DIRECTIVE 1
In the patent text on semiconductor packages with solder balls, what is the stated objective of the application?
DIRECTIVE 2
Extend the patent text on semiconductor packages with multiple types of solder balls, picking up after its last sentence.

TEXT EXCERPT
Patent Application
20250006682
The present application generally relates to semiconductor technologies, and more particularly, to a semiconductor package with multiple types of solder balls.
The wiring used for interconnection within a semiconductor chip is extremely fine, being of the order of a few microns, or less, in width. The ability to form such wires has made possible for semiconductor chips containing millions or more interconnected components. At some point, however, contacts are required between the chips and the outside world where working to such small tolerances of wiring is not possible.
In order for connecting semiconductor chips to external devices or systems, printed circuit boards (PCB), interposers, or other similar substrates are widely used for mounting the chips thereon, thereby forming semiconductor packages having bigger sizes. The wiring on a PCB is much coarser than on a chip, being typically measured in millimeters. It is not practical to connect chip wiring directly to PCB wiring. Therefore, an intermediate structure, capable of handling both ends of this wire-width spectrum, is needed.
An example of such a structure is a ball grid array (BGA). BGA packaging technology is a surface mounting technology applied to integrated circuits, which is commonly used to permanently fix devices such as microprocessors. The BGA package is an array on the bottom of a package substrate, and solder balls are used as input/output (I/O) terminals of the circuits and connected to a PCB.
The solder ball has the function of signal conduction, electrical connection, and heat conduction. In the existing BGA package, the solder balls on the back side of the package substrate are generally the same. The larger the solder ball, the stronger the heat transfer capability. However, at the same time, the larger the solder ball, the larger the substrate area occupied, which is contrary to the high density and high pin output of the BGA.
Therefore, a need exists for further improvement to semiconductor packages.
An objective of the present application is to provide a package structure with improved heat dissipation efficiency.
According to an aspect of the present application, a semiconductor package is disclosed. The semiconductor package comprises: a package substrate having a front surface and a rear surface, wherein the package substrate comprises: a set of front conductive patterns formed on the front surface; a set of rear conductive patterns formed on the rear surface; and a set of interconnects electrically coupling the set of front conductive patterns with the set of rear conductive patterns, respectively; at least one electronic component mounted on the front surface of the package substrate and electrically coupled to the set of front conductive patterns via a set of front solder balls; a set of rear solder balls electrically connected to the set of rear conductive patterns, respectively; wherein the set of front solder balls comprises one or more first-type solder balls and one or more second-type solder balls, and the set of rear solder balls comprises one or more first-type solder balls and one or more second-type solder balls; and wherein the first-type solder balls of the set of front solder balls are electrically coupled to the first-type solder balls of the set of rear solder balls.

RECORD SET
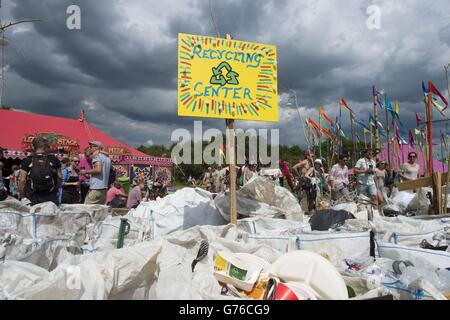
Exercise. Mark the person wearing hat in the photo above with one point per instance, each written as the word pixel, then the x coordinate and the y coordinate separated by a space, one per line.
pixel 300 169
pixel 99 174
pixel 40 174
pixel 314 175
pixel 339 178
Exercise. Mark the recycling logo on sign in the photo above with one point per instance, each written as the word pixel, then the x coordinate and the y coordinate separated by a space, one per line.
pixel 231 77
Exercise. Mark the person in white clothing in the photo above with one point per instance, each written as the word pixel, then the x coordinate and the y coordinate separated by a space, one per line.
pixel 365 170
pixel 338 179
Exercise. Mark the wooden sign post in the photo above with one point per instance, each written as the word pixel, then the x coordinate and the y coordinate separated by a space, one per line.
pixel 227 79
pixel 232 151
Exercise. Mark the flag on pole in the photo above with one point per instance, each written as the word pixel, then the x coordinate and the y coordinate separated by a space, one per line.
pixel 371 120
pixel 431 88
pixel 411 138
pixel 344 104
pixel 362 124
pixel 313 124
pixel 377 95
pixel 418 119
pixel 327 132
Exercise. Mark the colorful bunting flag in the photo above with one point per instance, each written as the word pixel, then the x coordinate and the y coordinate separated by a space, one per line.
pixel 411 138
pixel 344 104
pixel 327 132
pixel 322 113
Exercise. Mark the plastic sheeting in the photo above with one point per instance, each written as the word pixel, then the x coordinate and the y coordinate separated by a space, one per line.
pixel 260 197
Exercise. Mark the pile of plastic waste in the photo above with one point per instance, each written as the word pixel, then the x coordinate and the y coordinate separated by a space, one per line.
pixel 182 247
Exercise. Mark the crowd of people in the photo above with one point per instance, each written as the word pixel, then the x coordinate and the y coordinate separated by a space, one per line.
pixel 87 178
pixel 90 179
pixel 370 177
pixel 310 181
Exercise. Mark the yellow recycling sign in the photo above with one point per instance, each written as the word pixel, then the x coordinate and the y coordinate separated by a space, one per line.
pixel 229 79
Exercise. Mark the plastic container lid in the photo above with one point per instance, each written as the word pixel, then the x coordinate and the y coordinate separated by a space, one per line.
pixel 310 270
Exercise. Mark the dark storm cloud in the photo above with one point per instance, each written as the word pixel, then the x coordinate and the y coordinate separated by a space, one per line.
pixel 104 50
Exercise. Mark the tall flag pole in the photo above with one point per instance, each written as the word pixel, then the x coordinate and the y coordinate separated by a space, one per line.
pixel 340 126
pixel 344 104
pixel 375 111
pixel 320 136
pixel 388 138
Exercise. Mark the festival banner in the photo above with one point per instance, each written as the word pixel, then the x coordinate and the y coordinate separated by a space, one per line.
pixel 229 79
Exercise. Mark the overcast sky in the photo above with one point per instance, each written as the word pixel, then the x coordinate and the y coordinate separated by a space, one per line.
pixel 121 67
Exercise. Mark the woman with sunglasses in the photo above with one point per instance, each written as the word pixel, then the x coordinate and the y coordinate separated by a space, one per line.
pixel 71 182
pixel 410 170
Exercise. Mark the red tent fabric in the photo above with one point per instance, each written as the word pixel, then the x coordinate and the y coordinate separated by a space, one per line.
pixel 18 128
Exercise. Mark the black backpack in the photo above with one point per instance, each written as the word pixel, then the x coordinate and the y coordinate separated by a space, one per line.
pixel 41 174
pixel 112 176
---
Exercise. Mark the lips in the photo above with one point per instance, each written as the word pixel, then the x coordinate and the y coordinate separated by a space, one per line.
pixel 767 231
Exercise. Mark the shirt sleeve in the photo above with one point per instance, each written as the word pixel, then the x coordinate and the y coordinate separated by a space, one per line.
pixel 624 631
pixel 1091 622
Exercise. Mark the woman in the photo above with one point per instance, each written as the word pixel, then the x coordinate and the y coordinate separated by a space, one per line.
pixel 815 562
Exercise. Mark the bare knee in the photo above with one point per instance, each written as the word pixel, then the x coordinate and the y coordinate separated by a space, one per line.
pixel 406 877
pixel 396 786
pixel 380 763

TASK OUTPUT 1
To provide a package structure with improved heat dissipation efficiency.

TASK OUTPUT 2
It is to be understood that both the foregoing general description and the following detailed description are exemplary and explanatory only, and are not restrictive of the invention. Further, the accompanying drawings, which are incorporated in and constitute a part of this specification, illustrate embodiments of the invention and together with the description, serve to explain the principles of the invention.
The drawings referenced herein form a part of the specification. Features shown in the drawing illustrate only some embodiments of the application, and not of all embodiments of the application, unless the detailed description explicitly indicates otherwise, and readers of the specification should not make implications to the contrary.
The same reference numbers will be used throughout the drawings to refer to the same or like parts.
The following detailed description of exemplary embodiments of the application refers to the accompanying drawings that form a part of the description. The drawings illustrate specific exemplary embodiments in which the application may be practiced. The detailed description, including the drawings, describes these embodiments in sufficient detail to enable those skilled in the art to practice the application. Those skilled in the art may further utilize other embodiments of the application, and make logical, mechanical, and other changes without departing from the spirit or scope of the application. Readers of the following detailed description should, therefore, not interpret the description in a limiting sense, and only the appended claims define the scope of the embodiment of the application.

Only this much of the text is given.